◆ CHALLENGE
Copy everything in the listing from the line containing "locate shadow on" down to its final line, shifting each coordinate in the answer points up by 143 and leaving all other lines unchanged.

◆ SUPPLIED MATERIAL
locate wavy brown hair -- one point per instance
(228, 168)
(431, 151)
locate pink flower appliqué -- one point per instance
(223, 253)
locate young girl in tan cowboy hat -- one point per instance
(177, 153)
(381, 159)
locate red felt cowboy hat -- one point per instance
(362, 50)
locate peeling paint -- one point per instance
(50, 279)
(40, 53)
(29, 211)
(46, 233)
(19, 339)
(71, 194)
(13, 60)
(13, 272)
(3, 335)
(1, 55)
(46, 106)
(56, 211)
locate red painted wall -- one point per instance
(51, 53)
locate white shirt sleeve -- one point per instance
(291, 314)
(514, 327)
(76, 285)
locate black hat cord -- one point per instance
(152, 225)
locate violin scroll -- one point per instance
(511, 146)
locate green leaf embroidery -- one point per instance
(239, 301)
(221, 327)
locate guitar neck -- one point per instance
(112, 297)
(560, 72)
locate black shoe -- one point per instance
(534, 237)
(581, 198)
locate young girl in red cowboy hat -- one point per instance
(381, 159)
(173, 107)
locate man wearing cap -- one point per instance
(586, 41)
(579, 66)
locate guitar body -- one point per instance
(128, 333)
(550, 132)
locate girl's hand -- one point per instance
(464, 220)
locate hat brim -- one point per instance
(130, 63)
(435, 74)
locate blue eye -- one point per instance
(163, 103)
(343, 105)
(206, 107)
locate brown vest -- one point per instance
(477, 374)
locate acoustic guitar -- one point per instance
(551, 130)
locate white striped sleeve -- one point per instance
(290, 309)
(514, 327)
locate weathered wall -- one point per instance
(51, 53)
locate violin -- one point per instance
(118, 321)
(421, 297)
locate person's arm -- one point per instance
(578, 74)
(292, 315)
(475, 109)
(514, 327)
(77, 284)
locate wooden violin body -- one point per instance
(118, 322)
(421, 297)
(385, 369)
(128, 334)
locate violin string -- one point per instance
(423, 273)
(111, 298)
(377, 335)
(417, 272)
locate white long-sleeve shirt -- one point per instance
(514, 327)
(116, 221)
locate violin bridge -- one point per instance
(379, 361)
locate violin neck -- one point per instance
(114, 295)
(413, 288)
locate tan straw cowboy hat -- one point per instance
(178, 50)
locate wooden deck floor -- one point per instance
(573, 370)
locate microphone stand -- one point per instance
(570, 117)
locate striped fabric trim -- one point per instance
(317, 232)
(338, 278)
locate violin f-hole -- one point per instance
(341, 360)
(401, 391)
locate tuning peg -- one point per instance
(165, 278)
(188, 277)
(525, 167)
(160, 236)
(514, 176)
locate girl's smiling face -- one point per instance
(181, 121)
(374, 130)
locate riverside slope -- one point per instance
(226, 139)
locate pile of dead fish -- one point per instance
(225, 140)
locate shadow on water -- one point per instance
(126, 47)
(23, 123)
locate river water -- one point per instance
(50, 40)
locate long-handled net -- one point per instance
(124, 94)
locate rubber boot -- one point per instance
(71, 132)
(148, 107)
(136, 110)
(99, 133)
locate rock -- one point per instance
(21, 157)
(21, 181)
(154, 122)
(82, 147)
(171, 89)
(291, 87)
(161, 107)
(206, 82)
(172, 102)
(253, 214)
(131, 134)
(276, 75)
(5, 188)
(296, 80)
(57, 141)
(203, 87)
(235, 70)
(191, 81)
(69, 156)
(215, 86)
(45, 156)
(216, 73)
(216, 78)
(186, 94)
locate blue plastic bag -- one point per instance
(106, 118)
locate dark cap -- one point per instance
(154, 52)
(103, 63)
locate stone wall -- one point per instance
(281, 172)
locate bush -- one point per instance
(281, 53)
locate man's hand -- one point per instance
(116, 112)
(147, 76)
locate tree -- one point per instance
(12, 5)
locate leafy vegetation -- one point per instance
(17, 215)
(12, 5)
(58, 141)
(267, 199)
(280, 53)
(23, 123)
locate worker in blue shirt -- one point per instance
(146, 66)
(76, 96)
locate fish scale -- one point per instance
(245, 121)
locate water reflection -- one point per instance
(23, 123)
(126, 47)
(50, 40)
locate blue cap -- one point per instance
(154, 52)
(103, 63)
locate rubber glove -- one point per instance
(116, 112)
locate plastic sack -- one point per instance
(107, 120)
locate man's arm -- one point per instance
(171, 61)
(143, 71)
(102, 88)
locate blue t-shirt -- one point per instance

◆ COMPLETE ANSWER
locate shadow on water -- one point per instance
(269, 190)
(166, 266)
locate river water -- one point per instance
(193, 183)
locate long-handled net -- one point per instance
(267, 237)
locate rubber boot -- one point per instance
(214, 275)
(291, 250)
(279, 253)
(242, 276)
locate rock -- one point per instance
(164, 300)
(164, 324)
(297, 265)
(225, 290)
(314, 232)
(434, 230)
(304, 250)
(349, 225)
(315, 245)
(396, 357)
(274, 277)
(419, 218)
(148, 331)
(439, 223)
(200, 284)
(346, 230)
(378, 213)
(334, 224)
(212, 299)
(358, 229)
(188, 299)
(359, 216)
(359, 221)
(329, 237)
locate blue plastic bag -- one point per instance
(249, 261)
locate dark cap -- one point per instance
(297, 195)
(246, 206)
locate stone wall -- one point per instance
(424, 315)
locate bush -- one point per instance
(424, 196)
locate man's hand -- one point per instance
(259, 255)
(290, 219)
locate tree -- one point per instance
(155, 148)
locate leafy vegetation -- one point per instance
(160, 358)
(155, 148)
(201, 284)
(410, 342)
(423, 196)
(166, 266)
locate worker in blue shirt -- one point per instance
(289, 209)
(219, 239)
locate fish scale -- one point per instance
(388, 264)
locate water reflection -- one point per instance
(166, 266)
(269, 190)
(193, 183)
locate blue cap -- one point per instance
(297, 195)
(246, 206)
locate rubber glove -- one point per instance
(259, 255)
locate plastic sack -- one point per instance
(250, 263)
locate man's arm -- one point per instance
(314, 204)
(286, 214)
(245, 231)
locate blue t-shirt -- one point per instance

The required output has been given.